[SHORT EXERCISE]:
Rewrite the data from the line with "cat chin, written" up to and including the line with "column 585, row 473", replacing "keypoint" with "marker" and leaving everything else unchanged.

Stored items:
────────────────────────────────────────

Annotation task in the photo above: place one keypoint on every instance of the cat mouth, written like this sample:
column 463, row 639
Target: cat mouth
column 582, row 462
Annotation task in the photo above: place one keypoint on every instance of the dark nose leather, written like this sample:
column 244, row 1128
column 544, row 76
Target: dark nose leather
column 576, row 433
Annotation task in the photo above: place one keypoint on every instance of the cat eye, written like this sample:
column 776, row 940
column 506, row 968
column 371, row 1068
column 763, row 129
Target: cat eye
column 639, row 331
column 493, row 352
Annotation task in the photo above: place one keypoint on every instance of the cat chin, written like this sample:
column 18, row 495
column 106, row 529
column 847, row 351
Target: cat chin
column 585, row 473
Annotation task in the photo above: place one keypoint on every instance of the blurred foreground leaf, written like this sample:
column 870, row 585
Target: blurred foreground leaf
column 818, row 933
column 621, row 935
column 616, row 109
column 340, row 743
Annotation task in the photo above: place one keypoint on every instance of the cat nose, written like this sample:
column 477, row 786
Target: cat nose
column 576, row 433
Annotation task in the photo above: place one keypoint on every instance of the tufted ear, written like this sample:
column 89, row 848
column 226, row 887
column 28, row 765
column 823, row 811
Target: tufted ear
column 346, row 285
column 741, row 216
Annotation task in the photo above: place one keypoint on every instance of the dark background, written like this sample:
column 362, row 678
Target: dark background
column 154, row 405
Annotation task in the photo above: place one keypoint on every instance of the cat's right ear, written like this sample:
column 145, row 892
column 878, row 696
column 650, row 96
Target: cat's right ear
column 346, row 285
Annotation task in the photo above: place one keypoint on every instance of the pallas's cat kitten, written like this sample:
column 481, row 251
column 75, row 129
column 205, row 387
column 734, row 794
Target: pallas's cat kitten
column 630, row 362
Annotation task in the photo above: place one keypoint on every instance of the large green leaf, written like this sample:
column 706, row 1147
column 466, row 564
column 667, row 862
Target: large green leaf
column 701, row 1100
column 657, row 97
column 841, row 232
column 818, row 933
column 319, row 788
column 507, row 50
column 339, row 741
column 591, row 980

────────────────────────────────────────

[ANSWER]:
Annotation task in the photo above: place one marker on every instance of the cat chin, written like this sample:
column 18, row 495
column 106, row 529
column 847, row 351
Target: cat chin
column 585, row 473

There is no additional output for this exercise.